[Point localization data]
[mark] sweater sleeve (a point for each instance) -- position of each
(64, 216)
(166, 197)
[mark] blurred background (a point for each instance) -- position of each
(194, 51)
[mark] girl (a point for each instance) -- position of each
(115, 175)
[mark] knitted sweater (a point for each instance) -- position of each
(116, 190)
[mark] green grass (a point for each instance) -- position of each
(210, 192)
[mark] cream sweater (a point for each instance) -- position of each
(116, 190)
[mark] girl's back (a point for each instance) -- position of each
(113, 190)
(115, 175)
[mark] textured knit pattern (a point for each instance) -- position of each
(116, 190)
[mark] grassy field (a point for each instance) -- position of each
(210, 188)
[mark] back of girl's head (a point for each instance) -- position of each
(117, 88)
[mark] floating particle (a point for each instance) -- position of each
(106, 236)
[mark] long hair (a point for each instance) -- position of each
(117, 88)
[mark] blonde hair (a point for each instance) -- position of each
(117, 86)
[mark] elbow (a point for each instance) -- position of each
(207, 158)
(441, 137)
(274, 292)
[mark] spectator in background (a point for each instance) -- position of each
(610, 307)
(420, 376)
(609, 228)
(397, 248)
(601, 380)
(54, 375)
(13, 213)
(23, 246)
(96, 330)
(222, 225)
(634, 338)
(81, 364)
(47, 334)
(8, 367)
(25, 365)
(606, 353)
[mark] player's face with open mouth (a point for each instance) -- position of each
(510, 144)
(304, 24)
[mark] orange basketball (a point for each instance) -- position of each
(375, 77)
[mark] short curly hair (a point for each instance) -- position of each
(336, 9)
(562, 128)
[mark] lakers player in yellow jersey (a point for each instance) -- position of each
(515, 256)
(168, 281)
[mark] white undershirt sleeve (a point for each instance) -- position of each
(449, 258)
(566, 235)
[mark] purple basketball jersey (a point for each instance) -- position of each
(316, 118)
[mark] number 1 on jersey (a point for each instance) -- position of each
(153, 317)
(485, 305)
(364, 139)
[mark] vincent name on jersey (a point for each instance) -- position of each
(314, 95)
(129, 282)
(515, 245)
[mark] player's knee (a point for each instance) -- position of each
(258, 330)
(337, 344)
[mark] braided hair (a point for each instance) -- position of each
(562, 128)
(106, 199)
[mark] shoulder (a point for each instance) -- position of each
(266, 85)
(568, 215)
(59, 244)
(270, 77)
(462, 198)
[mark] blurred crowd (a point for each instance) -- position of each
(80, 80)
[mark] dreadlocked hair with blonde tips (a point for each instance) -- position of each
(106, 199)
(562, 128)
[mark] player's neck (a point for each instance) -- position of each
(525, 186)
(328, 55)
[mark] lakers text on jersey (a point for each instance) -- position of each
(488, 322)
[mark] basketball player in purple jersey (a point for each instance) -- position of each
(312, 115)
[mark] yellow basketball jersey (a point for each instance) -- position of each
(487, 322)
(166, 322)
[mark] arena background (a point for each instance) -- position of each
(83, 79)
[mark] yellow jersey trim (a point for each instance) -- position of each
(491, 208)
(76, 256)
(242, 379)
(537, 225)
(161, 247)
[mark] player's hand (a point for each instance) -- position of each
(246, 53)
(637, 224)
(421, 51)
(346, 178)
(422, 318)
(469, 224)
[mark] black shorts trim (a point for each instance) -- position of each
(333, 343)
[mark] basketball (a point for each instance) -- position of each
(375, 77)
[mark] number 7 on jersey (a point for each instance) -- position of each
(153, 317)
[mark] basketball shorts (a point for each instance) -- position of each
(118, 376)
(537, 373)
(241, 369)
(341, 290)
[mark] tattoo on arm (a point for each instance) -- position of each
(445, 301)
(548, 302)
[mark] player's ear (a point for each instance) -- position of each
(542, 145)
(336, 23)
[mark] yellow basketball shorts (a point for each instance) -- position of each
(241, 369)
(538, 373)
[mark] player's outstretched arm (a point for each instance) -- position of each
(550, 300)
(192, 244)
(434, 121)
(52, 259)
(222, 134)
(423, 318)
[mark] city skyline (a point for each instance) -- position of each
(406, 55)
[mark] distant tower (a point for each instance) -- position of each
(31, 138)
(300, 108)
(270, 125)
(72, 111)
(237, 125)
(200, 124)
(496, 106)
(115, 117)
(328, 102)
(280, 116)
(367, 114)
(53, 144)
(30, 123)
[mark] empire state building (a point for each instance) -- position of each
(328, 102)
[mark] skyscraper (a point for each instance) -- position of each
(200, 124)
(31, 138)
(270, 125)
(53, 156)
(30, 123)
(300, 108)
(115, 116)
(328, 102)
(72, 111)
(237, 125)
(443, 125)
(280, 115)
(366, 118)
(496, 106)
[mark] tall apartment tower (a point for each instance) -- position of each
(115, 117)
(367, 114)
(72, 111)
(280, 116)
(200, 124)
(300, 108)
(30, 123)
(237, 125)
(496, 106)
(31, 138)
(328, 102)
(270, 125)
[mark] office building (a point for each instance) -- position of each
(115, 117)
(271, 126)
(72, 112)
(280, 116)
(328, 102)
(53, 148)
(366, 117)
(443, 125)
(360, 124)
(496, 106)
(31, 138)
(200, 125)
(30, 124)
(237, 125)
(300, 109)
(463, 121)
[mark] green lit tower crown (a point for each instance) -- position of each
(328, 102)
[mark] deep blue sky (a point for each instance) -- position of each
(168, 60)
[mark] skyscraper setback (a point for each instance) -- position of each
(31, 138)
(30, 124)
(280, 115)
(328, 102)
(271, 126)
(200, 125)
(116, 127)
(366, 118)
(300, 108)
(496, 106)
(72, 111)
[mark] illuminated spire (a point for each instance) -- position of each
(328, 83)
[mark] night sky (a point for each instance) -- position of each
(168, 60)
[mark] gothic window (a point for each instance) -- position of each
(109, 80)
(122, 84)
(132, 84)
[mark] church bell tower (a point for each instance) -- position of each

**PROBLEM DETAILS**
The data, all of it, should be transcribed exactly.

**EXPECTED ANSWER**
[mark] sweater sleeve (a point for each instance) -- position of each
(64, 216)
(166, 197)
[mark] blurred background (a point for each instance) -- position of each
(194, 51)
[mark] girl (a point for each instance) -- position of each
(115, 175)
[mark] knitted sweater (a point for each instance) -- position of each
(116, 190)
[mark] green grass (a point for each instance) -- position of each
(210, 192)
[mark] cream sweater (a point for each instance) -- position of each
(116, 190)
[mark] girl's back (a point for each instance) -- position of each
(113, 190)
(115, 175)
[mark] textured knit pattern (a point for each instance) -- position of each
(116, 190)
[mark] grassy field (a point for each instance) -- position of each
(210, 188)
[mark] back of girl's head (a point for each instance) -- position of each
(117, 88)
[mark] floating particle (a point for each instance) -- position of each
(106, 236)
[mark] long hair (a point for each instance) -- position of each
(117, 88)
[mark] blonde hair (a point for each instance) -- position of each
(117, 86)
[mark] elbow (a point for each instance) -- position of each
(207, 158)
(441, 137)
(274, 292)
[mark] spectator in background (a point for each instance) -- position of each
(610, 307)
(420, 376)
(609, 228)
(397, 248)
(601, 380)
(54, 375)
(13, 213)
(23, 246)
(96, 330)
(222, 225)
(634, 338)
(81, 364)
(47, 334)
(8, 367)
(25, 365)
(606, 353)
[mark] player's face with open mouth (a point for each instance) -- position of each
(510, 144)
(304, 24)
[mark] orange basketball (a point for each instance) -- position of each
(375, 77)
[mark] short curly hair (a point for each instance) -- position of each
(336, 9)
(562, 128)
[mark] lakers player in yellow jersey (a point for each instance) -- position of each
(515, 256)
(168, 281)
[mark] white undershirt sleeve (a point for each instance) -- position of each
(449, 258)
(566, 235)
[mark] purple basketball jersey (a point for each instance) -- position of each
(316, 118)
[mark] number 1 on jersey (a point for each instance) -- position of each
(153, 317)
(485, 305)
(364, 139)
[mark] vincent name on jersey (a point for each instance) -- position of each
(314, 95)
(129, 282)
(515, 245)
[mark] player's knee (a point for each instance) -- position of each
(258, 330)
(337, 344)
[mark] braided hair (a point for each instance) -- position of each
(562, 128)
(106, 199)
[mark] shoulder (a point for each instance) -- position of each
(266, 85)
(568, 215)
(59, 244)
(270, 77)
(462, 198)
[mark] blurred crowd (a point for each instance) -- position of each
(80, 80)
[mark] dreadlocked hair with blonde tips (a point for each instance) -- position of each
(106, 199)
(562, 128)
[mark] player's neck (a point for each instance) -- position of each
(525, 186)
(328, 55)
[mark] lakers text on jersey (a point for each instance) -- position of each
(488, 322)
[mark] basketball player in purple jersey (a point for each instance) -- position of each
(312, 115)
[mark] yellow basketball jersey (a point for each instance) -- position of each
(487, 322)
(166, 322)
[mark] arena background (a point for each instance) -- position of each
(83, 79)
[mark] yellow jersey trim (a point for each instance) -- position of each
(491, 208)
(76, 256)
(242, 379)
(537, 225)
(161, 247)
[mark] player's hand (a point for each instance) -- position of each
(246, 53)
(637, 224)
(421, 51)
(346, 178)
(422, 318)
(469, 224)
[mark] black shorts trim (a point for each instance) -- position of each
(333, 343)
[mark] basketball (a point for each instance) -- position of each
(375, 77)
[mark] number 7 on jersey (a point for each instance) -- position of each
(153, 317)
[mark] basketball shorts (a point for each instance) -- position of each
(118, 376)
(537, 373)
(241, 369)
(341, 290)
[mark] tattoo on arm (a point for each instance) -- position of each
(445, 301)
(548, 302)
[mark] player's ear (a point for each instance) -- position of each
(542, 145)
(336, 23)
[mark] yellow basketball shorts (a point for each instance) -- position of each
(241, 369)
(538, 373)
[mark] player's outstretched arm (a point for each instance) -- position of each
(550, 300)
(192, 244)
(434, 121)
(52, 259)
(222, 134)
(423, 318)
[mark] city skyline (a point for each instance) -- position of each
(406, 55)
[mark] distant tower (a point for each instance) -- position of each
(31, 138)
(300, 108)
(270, 125)
(72, 111)
(237, 125)
(200, 124)
(496, 106)
(115, 117)
(328, 102)
(280, 116)
(367, 114)
(53, 144)
(30, 123)
[mark] empire state building (a point for each instance) -- position of each
(328, 102)
[mark] skyscraper (a point for each instance) -- position of each
(200, 124)
(31, 138)
(270, 125)
(53, 156)
(30, 123)
(300, 108)
(115, 116)
(328, 102)
(72, 111)
(237, 125)
(443, 125)
(280, 115)
(366, 118)
(496, 106)
[mark] tall apartment tower (a point for each instance) -- position of each
(115, 117)
(367, 114)
(72, 111)
(280, 116)
(200, 124)
(300, 108)
(30, 123)
(237, 125)
(496, 106)
(31, 138)
(328, 102)
(270, 125)
[mark] office building (a point for each instance) -- position of each
(115, 117)
(271, 126)
(72, 112)
(280, 116)
(328, 102)
(53, 148)
(366, 117)
(443, 125)
(360, 124)
(496, 106)
(31, 138)
(200, 125)
(30, 124)
(237, 125)
(300, 109)
(463, 121)
[mark] green lit tower crown (a point for each instance) -- position of each
(328, 102)
[mark] deep blue sky (a point for each instance) -- position of each
(168, 60)
[mark] skyscraper setback (a point for each instance) -- position of each
(31, 138)
(30, 124)
(280, 115)
(328, 102)
(271, 126)
(200, 125)
(116, 127)
(366, 118)
(300, 108)
(496, 106)
(72, 111)
[mark] illuminated spire (a point for each instance) -- position of each
(328, 83)
[mark] night sky (a point for each instance) -- position of each
(168, 60)
[mark] gothic window (a point for each instance) -- position of each
(109, 80)
(122, 84)
(132, 84)
[mark] church bell tower (a point for each instance) -- position of each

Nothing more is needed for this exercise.